Excerpt provided:
Skip to content

pughlab/gcp-code

Folders and files

NameName
Last commit message
Last commit date

Latest commit

 

History

3 Commits
 
 
 
 
 
 
 
 
 
 
 
 
 
 

Repository files navigation

GCP File-to-BigQuery Upload Toolkit

This repository contains a clean, reusable workflow for uploading files from a Google Cloud Storage (GCS) bucket into BigQuery tables.

The main use case is converting fragment-level data files, especially HDF5 (.h5) files, into pandas DataFrames and loading them into BigQuery. The workflow supports both:

  1. Whole-file uploads for smaller files.
  2. Chunked/batched uploads for large files.

Repository structure

gcp_bigquery_upload_repo/
├── notebooks/
│   └── upload_files_to_bigquery_template.ipynb
├── src/
│   └── gcp_bigquery_upload/
│       ├── __init__.py
│       └── upload.py
├── scripts/
│   └── upload_gcs_to_bigquery.py
├── examples/
│   └── config.example.yaml
├── requirements.txt
├── pyproject.toml
├── .gitignore
└── README.md

What this code does

The workflow can:

  • List files in a GCS bucket using a prefix and suffix.
  • Read .h5, .parquet, .csv, and .tsv files into pandas DataFrames.
  • Read large HDF5 files in chunks.
  • Decode byte-string columns.
  • Standardize chromosome formatting.

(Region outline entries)
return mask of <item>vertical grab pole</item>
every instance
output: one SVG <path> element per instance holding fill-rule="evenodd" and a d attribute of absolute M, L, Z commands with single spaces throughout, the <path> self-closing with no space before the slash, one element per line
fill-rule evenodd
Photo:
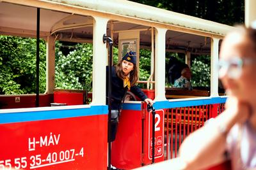
<path fill-rule="evenodd" d="M 39 38 L 40 38 L 40 8 L 36 13 L 36 107 L 39 107 Z"/>
<path fill-rule="evenodd" d="M 113 41 L 112 39 L 107 36 L 106 34 L 103 35 L 103 42 L 106 43 L 107 42 L 109 45 L 109 57 L 108 59 L 108 169 L 111 170 L 111 92 L 112 92 L 112 46 L 113 46 Z"/>
<path fill-rule="evenodd" d="M 148 111 L 152 110 L 152 164 L 155 162 L 155 119 L 156 119 L 156 110 L 153 106 L 148 104 Z"/>

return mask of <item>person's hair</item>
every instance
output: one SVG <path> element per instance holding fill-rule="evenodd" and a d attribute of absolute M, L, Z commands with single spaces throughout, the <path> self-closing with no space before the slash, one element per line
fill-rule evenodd
<path fill-rule="evenodd" d="M 236 27 L 237 29 L 235 31 L 241 33 L 246 38 L 250 39 L 252 43 L 253 49 L 256 52 L 256 28 L 252 28 L 251 27 L 246 28 L 244 26 L 241 25 L 236 26 Z"/>
<path fill-rule="evenodd" d="M 124 80 L 124 78 L 125 77 L 122 68 L 122 63 L 123 62 L 123 60 L 120 60 L 116 66 L 116 74 L 117 76 Z M 136 84 L 138 80 L 139 79 L 139 76 L 138 75 L 138 68 L 136 64 L 133 64 L 133 69 L 130 72 L 130 82 L 131 82 L 131 86 L 133 86 Z"/>
<path fill-rule="evenodd" d="M 184 69 L 182 69 L 182 70 L 181 71 L 181 74 L 184 75 L 184 74 L 185 74 L 187 71 L 190 71 L 189 67 L 184 67 Z"/>

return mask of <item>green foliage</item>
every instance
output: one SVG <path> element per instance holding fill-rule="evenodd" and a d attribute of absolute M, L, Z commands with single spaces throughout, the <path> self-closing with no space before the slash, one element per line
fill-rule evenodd
<path fill-rule="evenodd" d="M 36 39 L 0 36 L 0 94 L 36 92 Z M 45 91 L 45 43 L 40 41 L 40 92 Z"/>
<path fill-rule="evenodd" d="M 192 87 L 210 87 L 210 66 L 195 58 L 191 66 Z"/>
<path fill-rule="evenodd" d="M 77 43 L 67 56 L 58 50 L 61 45 L 56 43 L 56 87 L 92 90 L 92 45 Z"/>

Given instruction: Copy everything from "What this code" down to "files in chunks." in the BigQuery upload toolkit page.

Task response:
What this code does

The workflow can:

  • List files in a GCS bucket using a prefix and suffix.
  • Read .h5, .parquet, .csv, and .tsv files into pandas DataFrames.
  • Read large HDF5 files in chunks.